▸ **EXERCISE DETAILS**:
In all the items below, substitute "Put a point on" for every "Place a marker on" and keep everything else the same. Leave the pictures out of your version.

▸ **Coordinate annotation entries**:
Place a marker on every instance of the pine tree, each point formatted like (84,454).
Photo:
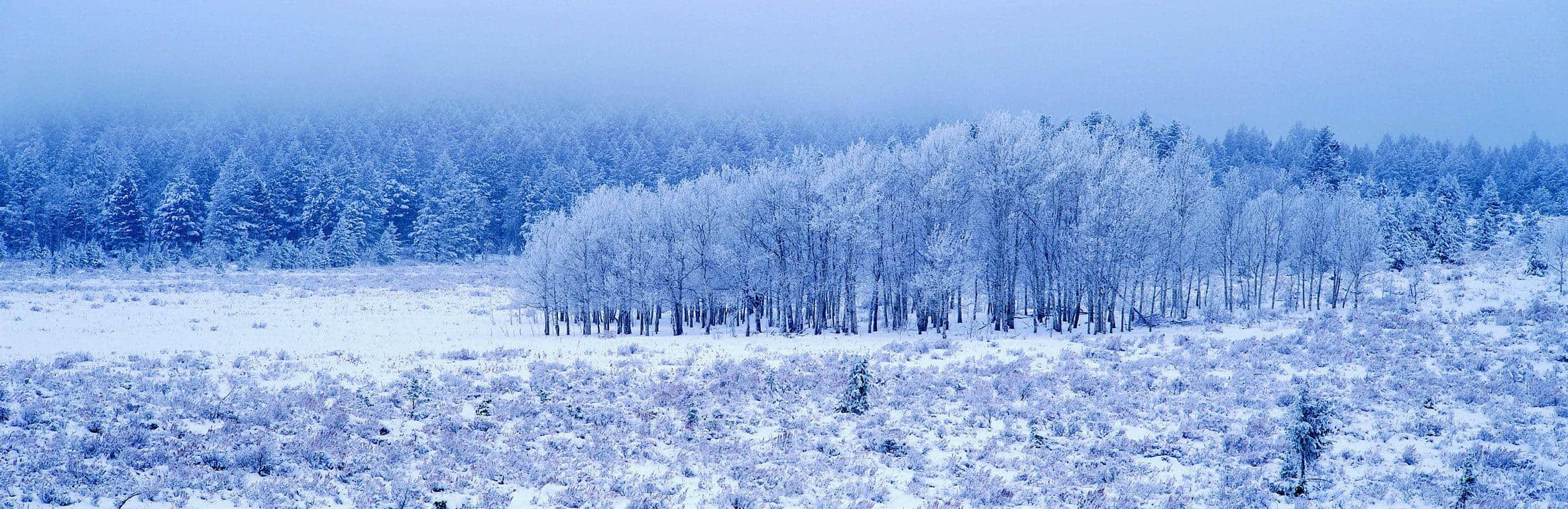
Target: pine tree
(857,397)
(452,221)
(1312,424)
(1327,165)
(350,237)
(1531,237)
(1446,229)
(233,212)
(176,221)
(1401,242)
(1490,221)
(125,220)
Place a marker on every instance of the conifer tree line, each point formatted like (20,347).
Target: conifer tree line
(344,187)
(1012,223)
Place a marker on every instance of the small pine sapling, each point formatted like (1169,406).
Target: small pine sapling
(1467,486)
(857,398)
(1312,422)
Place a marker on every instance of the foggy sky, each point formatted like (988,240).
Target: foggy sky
(1445,68)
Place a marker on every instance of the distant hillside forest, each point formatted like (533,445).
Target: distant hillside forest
(449,184)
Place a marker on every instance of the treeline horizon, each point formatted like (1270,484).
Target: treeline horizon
(443,184)
(1015,221)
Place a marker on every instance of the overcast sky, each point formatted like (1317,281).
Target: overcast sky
(1440,68)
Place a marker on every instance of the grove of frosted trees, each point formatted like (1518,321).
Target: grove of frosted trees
(877,223)
(344,187)
(1009,223)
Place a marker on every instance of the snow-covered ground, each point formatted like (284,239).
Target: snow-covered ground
(422,386)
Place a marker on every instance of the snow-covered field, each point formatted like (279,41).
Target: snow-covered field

▸ **SOLVED PROBLEM**:
Put a point on every instance of the pine tree, each point formatted like (84,454).
Photo:
Target: pine tree
(857,397)
(452,221)
(1312,424)
(1327,165)
(350,237)
(1531,237)
(1446,229)
(233,212)
(176,221)
(1401,242)
(1490,221)
(125,220)
Put a point on every instance of the conifer tree line, each point formatted like (20,347).
Target: conifer tree line
(344,187)
(1012,223)
Put a point on every instance of the small pine sapling, each point formatted like (1169,406).
Target: small pine sapling
(1467,486)
(857,398)
(1312,422)
Put a point on every instance of the foggy sky, each point formatted like (988,240).
Target: foggy sky
(1445,68)
Put a point on every instance of the distant hillside forest, each point formatted like (533,445).
Target: distant hillside forest
(449,184)
Put a point on every instance of the treeline horizon, each point formatted like (1270,484).
Target: treeline horizon
(443,184)
(1015,221)
Put a point on every instance of the overcast sky, each point formatted like (1317,281).
Target: overcast sky
(1440,68)
Put a point on every instance of the grove of frosted trees, each point formatted like (1518,321).
Target: grove of frosted trees
(877,223)
(344,187)
(1009,223)
Put a point on every instance of the snow-covered ground, each point formatted like (284,239).
Target: snow-covered ground
(422,386)
Put a point on every instance of the snow-covered field, each point formatted like (279,41).
Target: snow-covered field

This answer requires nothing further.